>> BEGIN RECORD LIST

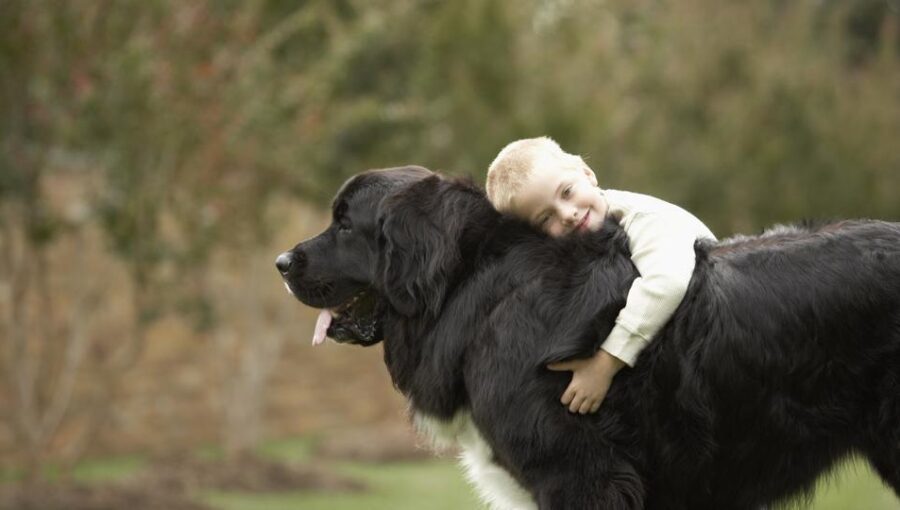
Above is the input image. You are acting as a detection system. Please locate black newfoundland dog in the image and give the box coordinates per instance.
[277,167,900,510]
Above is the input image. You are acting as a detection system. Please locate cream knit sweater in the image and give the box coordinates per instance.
[601,190,716,366]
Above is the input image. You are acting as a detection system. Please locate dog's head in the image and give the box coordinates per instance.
[276,167,496,345]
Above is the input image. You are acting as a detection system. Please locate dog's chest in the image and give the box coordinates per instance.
[413,411,537,510]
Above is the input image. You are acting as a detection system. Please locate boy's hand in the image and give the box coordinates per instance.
[547,349,625,414]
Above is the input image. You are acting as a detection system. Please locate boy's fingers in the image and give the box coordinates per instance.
[578,399,594,414]
[560,386,577,406]
[547,361,573,372]
[569,396,584,413]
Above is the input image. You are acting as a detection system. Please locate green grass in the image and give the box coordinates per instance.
[203,460,483,510]
[809,460,900,510]
[2,437,900,510]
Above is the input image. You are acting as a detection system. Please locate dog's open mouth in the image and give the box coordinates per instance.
[313,289,382,345]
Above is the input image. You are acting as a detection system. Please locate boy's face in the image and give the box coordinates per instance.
[511,161,607,237]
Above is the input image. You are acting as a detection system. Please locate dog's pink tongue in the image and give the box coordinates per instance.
[313,310,331,345]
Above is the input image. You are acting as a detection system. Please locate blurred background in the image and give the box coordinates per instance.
[0,0,900,510]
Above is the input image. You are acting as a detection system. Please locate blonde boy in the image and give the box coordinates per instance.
[485,137,715,414]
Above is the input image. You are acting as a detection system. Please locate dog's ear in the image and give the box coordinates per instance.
[378,176,473,316]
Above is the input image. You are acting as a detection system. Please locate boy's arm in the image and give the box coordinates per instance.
[601,212,697,366]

>> END RECORD LIST

Rewrite every line of the material from its start through the line containing "[547,349,625,414]", both ends included, keeping the requests as they are but multiplying each box coordinate in the answers by 2 and rounding to whole numbers, with halves rounded up. Leave the pictures out.

Above is the input image. You are acting as a detection system. Please locate black newfoundland dog in the image and give the box coordinates per instance.
[554,334,1800,1020]
Above is the input image. You are acting as a detection system. Please locate cream knit sweater in the image and give the box coordinates per instance.
[1202,380,1432,732]
Above is the input image. You are acting as a detection system. Please locate dog's head in the image and give the box coordinates per instance.
[552,334,992,690]
Above is the input image. You are acting as a detection system. Please locate dog's chest in the image and give the box coordinates per instance.
[826,822,1074,1020]
Above is the input image. You are acting as a detection system. Please locate boy's hand in the image and give the box coordinates per instance.
[1094,698,1250,828]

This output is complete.